#### [YOUR TASK]
Locate each line in the listing below that contains the word "example" with matching capitalization, and copy those lines.

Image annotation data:
START

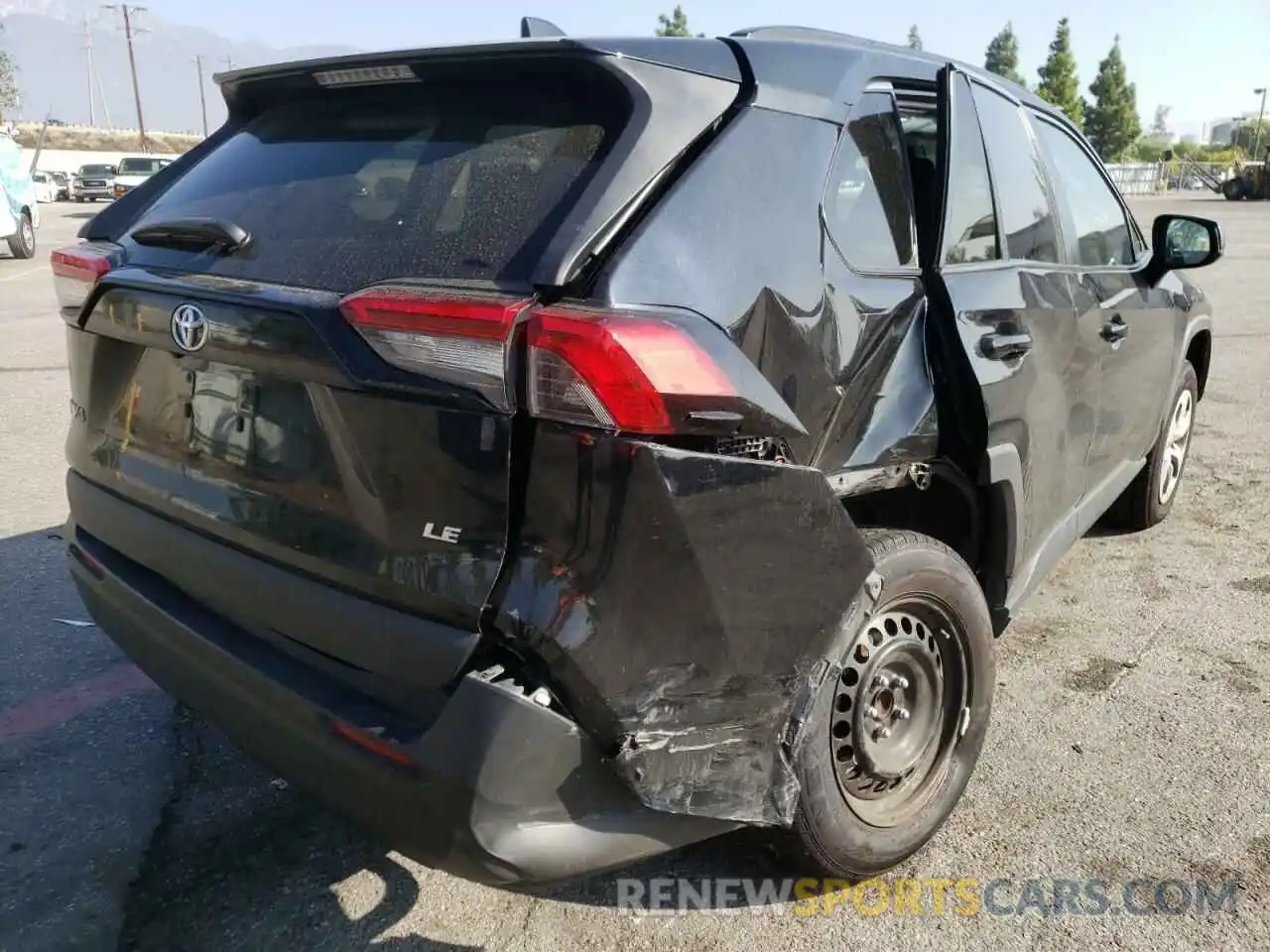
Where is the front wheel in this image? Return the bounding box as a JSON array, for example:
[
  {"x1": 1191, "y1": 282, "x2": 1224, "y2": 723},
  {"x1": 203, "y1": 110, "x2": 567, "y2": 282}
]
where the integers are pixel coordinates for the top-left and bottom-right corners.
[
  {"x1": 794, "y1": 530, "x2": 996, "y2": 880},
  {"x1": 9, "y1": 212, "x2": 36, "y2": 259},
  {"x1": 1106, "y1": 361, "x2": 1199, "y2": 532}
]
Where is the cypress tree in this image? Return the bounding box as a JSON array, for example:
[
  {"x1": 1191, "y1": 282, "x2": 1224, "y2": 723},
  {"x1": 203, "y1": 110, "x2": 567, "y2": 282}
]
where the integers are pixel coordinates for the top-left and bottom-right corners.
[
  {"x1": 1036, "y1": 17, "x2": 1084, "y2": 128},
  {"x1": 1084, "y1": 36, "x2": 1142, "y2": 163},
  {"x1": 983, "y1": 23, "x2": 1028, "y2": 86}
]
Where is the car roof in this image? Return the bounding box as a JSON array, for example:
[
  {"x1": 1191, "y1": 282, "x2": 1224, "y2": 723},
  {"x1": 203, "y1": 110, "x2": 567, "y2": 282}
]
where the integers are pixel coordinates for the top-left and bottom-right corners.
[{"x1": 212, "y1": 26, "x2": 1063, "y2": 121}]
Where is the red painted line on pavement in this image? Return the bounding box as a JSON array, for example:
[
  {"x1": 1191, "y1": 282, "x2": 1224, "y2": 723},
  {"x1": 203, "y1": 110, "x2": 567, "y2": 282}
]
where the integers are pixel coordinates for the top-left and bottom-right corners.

END

#### [THE ANSWER]
Where is the front wheel in this image? Return the bounding box as a JSON array, for example:
Where is the cypress tree in this image? Return the bounding box as a JSON array, for example:
Where is the car roof in this image? Return the bounding box as a JSON array, for example:
Where is the red painted line on pavement in this image? Return the bounding box as a JSON array, for example:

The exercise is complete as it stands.